• Exercise aim:
The earth oven text below says the rock base needs a void to leave room for several things. List them.

Saturday, May 22, 2010

from Bread Earth and Fire

The Earth Oven con't
Base complete, insulated, top slab and firebricks in place
Building the Base
 Abbott scrutinized the rock pile as he would have scrutinized the film he got back from the lab when filmmaking. Deciding which rocks went where was an editing process just like building a movie in the editing studio. At this point I knew when to retreat and stay back. Abbott decided with a little help from Nancy where the rocks would go. Looking down you’ll need at least a 36 inch void in the rock base. This is important because we need to leave room for rubble, insulation and another concrete slab. What, another concrete slab! Yes, but it won’t be as big as the one you just did, and it won’t take long to do. What you don’t want to have happen is that you realize you haven’t given yourself enough interior space and to gain it, you have to start flaring out your rock base. I’m afraid you won’t like the look. Give yourself enough room.

Excerpts of pointing data:
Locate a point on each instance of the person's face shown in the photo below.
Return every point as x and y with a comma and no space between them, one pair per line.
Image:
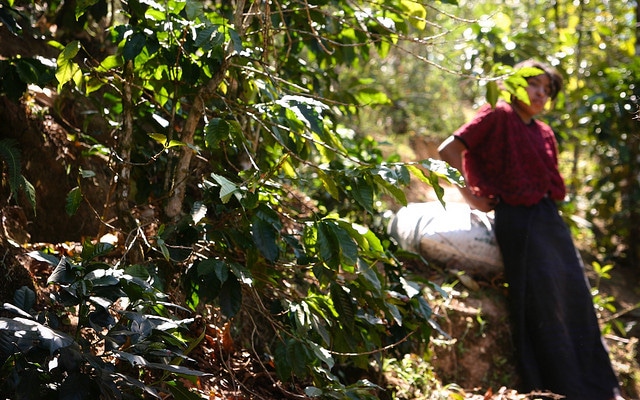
539,90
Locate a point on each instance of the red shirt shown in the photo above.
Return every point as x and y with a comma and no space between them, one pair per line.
507,158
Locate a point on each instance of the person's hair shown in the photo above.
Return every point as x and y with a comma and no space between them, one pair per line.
554,76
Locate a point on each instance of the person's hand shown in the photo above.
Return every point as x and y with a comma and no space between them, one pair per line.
480,203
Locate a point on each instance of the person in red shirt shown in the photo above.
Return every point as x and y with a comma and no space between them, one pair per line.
509,160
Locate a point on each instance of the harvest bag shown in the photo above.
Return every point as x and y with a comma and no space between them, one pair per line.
454,236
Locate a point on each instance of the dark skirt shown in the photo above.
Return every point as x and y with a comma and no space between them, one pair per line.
555,329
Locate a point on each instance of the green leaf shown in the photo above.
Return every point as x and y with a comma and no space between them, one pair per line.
82,5
347,245
370,97
67,68
417,13
11,156
230,297
362,192
63,273
227,188
344,306
216,131
30,192
134,45
266,237
162,139
74,198
180,391
27,333
492,93
110,62
329,184
327,245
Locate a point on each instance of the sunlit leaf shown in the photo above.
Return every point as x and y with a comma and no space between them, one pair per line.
74,198
67,68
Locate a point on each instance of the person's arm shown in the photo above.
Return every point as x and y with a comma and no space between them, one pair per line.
451,151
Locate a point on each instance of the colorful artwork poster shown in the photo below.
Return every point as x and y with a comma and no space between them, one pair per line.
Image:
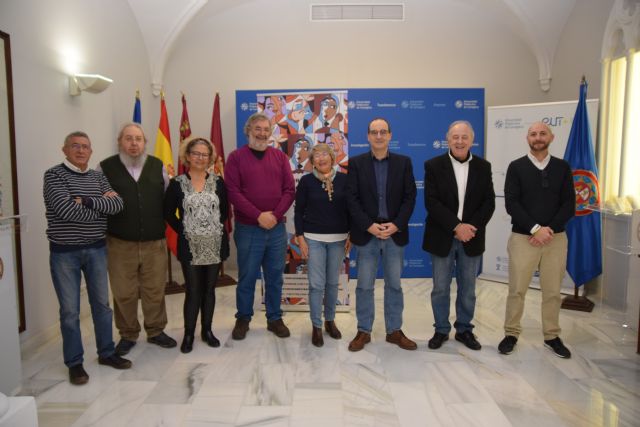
419,118
299,121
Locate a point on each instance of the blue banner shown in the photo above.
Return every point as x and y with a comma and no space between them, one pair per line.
419,120
584,256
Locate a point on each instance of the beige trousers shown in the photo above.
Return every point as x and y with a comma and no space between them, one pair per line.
524,259
138,270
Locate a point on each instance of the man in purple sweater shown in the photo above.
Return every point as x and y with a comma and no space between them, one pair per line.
261,188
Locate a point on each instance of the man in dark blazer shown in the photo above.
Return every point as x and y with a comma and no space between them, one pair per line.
460,200
382,195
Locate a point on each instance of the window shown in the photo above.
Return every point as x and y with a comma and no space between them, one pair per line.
619,151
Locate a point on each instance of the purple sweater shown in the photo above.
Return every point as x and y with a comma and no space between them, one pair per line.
259,185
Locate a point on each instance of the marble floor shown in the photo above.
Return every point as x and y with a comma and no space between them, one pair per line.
268,381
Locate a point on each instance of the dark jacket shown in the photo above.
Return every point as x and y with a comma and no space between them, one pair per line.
363,196
441,202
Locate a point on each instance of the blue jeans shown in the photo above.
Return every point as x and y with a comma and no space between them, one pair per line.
324,270
368,259
257,248
66,268
466,268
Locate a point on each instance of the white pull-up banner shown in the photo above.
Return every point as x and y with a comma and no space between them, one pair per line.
506,141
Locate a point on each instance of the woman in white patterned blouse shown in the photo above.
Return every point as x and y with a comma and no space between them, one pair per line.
195,206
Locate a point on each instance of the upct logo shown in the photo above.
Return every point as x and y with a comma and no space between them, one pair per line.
555,121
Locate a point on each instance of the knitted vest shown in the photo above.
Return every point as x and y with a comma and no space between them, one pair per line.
141,219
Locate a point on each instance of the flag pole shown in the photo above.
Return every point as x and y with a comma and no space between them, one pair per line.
223,278
576,302
171,287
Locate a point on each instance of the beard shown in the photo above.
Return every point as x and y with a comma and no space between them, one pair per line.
538,146
259,145
131,161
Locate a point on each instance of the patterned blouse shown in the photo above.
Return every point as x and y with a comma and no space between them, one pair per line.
201,221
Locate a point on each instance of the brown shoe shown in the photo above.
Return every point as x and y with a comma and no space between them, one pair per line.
240,329
359,341
398,338
316,337
332,329
279,328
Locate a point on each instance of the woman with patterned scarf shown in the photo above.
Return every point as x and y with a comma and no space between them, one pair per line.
322,233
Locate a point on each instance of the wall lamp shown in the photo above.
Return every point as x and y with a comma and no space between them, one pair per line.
94,83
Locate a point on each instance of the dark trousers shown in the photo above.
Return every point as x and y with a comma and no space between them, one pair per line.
200,295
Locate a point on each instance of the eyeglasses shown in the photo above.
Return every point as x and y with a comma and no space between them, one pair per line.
131,138
78,147
199,155
545,178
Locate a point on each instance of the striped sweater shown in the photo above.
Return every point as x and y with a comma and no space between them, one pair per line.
74,225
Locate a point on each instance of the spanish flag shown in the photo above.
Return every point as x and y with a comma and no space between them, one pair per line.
163,152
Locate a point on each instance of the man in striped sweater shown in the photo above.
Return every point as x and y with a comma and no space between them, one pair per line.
77,201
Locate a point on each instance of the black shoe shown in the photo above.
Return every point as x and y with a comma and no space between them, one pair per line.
240,329
115,361
77,375
279,328
316,337
467,338
437,340
558,348
210,339
187,344
507,344
163,340
124,346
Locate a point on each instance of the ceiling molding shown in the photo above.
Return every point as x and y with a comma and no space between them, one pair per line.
622,34
541,23
161,22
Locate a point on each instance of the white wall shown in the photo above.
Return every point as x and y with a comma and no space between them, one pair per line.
270,44
44,34
257,44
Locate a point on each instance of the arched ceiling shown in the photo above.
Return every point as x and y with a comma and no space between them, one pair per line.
539,23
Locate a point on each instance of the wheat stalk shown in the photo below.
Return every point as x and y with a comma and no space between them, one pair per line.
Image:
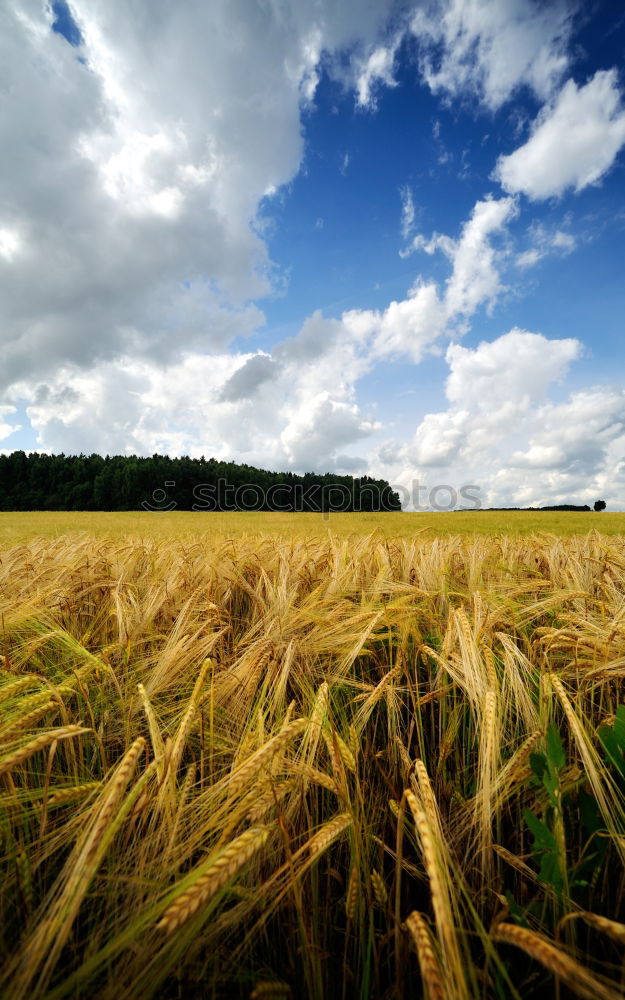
40,743
206,885
574,975
428,963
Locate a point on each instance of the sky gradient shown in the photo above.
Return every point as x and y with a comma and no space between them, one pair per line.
366,237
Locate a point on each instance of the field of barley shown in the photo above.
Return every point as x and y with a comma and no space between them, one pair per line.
312,762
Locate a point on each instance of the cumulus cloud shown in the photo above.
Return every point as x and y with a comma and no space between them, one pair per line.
573,143
489,48
7,429
502,432
249,377
475,277
543,243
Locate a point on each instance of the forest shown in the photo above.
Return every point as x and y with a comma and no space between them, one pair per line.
37,481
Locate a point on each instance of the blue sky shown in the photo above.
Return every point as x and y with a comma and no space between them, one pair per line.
370,237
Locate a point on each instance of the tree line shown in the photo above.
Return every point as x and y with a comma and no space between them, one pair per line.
90,482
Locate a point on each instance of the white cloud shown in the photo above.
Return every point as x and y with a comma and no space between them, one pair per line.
475,277
407,211
138,162
574,141
7,429
491,47
544,242
375,69
503,433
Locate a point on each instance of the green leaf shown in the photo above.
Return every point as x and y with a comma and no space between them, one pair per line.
538,764
544,840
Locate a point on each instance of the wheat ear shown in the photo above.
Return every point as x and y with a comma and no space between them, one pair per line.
19,756
428,962
572,974
231,860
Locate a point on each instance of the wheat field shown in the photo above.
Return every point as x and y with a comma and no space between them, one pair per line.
327,765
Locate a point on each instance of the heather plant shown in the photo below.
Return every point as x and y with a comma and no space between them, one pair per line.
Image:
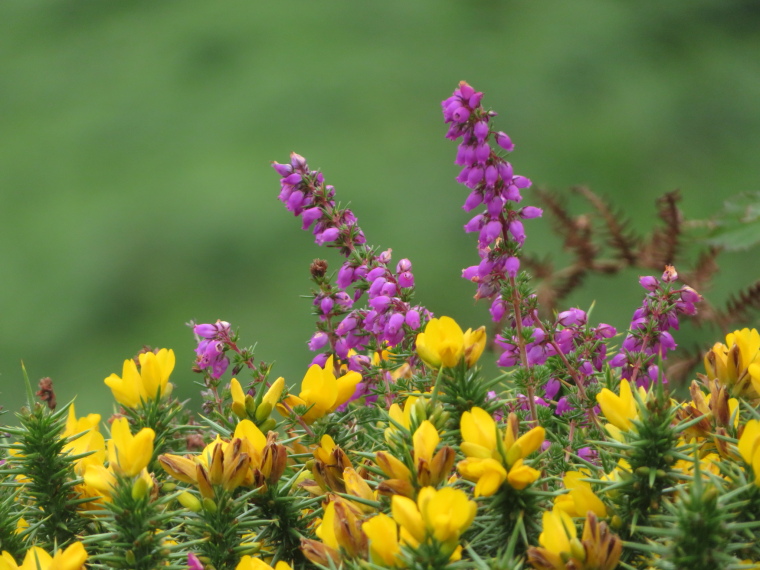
395,450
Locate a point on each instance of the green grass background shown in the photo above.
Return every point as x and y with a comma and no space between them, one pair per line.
137,137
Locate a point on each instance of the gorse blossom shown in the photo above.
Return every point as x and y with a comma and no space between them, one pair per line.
736,364
494,457
71,558
151,382
321,392
444,344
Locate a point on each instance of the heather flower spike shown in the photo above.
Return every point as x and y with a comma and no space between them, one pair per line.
401,448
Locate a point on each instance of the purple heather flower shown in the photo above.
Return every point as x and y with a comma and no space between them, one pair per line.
512,266
318,341
503,140
551,388
572,317
193,563
406,279
649,283
563,406
530,212
588,453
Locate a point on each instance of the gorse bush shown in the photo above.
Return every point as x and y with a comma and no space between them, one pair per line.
395,451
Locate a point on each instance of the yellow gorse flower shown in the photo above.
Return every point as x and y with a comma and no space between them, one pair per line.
493,457
251,563
382,533
149,383
89,440
560,549
444,344
249,459
736,364
749,447
128,454
72,558
321,392
619,410
440,515
581,497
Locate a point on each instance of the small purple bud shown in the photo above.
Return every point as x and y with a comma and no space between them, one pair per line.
498,308
406,279
385,256
473,201
475,99
326,305
292,179
563,406
475,224
588,454
512,193
506,172
605,331
395,323
492,175
465,90
503,140
670,274
193,563
482,152
375,273
470,272
518,231
461,115
512,266
380,303
283,170
490,231
620,359
485,267
320,359
475,176
529,212
219,367
310,216
377,286
205,331
318,341
360,272
346,325
521,182
689,295
345,276
343,299
412,319
572,317
480,130
330,234
390,289
495,205
649,283
341,348
551,388
667,341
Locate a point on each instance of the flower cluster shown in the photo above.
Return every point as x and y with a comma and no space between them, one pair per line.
397,450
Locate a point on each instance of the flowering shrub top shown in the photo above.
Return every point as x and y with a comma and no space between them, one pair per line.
395,451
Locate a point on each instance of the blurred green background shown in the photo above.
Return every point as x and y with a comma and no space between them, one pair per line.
137,137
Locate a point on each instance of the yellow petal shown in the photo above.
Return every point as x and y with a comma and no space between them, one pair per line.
425,440
477,426
382,532
407,515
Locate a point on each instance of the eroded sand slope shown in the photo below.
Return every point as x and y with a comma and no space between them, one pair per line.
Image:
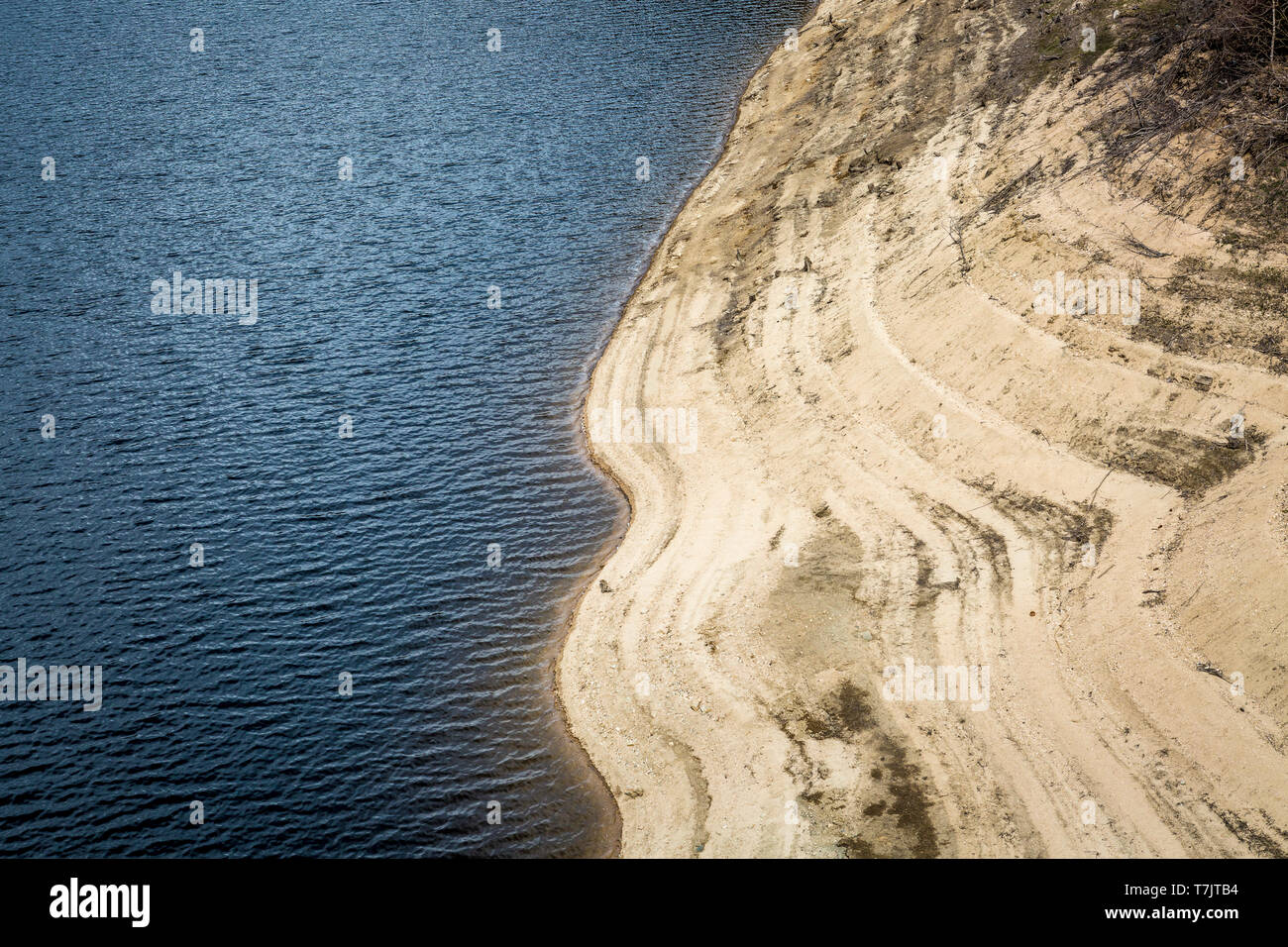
890,412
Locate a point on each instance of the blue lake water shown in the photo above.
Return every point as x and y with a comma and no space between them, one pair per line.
322,554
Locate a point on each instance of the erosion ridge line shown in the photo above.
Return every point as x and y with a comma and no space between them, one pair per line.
900,457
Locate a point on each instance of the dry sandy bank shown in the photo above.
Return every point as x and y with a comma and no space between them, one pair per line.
897,457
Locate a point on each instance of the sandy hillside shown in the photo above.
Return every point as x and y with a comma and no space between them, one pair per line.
896,457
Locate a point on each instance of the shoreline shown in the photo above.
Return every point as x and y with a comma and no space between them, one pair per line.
901,460
600,464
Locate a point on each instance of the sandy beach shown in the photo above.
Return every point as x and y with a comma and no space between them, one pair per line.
885,436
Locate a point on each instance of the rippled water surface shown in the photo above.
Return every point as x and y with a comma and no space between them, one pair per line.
322,554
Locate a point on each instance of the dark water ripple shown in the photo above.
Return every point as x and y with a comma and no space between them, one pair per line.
322,554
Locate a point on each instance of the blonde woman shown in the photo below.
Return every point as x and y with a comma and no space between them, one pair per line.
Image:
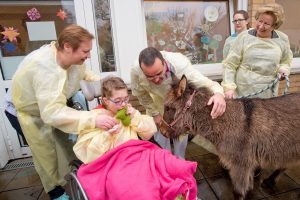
258,56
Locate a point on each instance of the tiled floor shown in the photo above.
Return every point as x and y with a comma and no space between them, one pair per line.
213,181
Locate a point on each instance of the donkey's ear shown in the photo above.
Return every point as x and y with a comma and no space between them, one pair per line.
181,86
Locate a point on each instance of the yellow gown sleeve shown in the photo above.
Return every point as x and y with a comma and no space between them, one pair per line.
287,55
183,66
232,62
52,103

• Response to the task:
Rubble, insulation, and another concrete slab.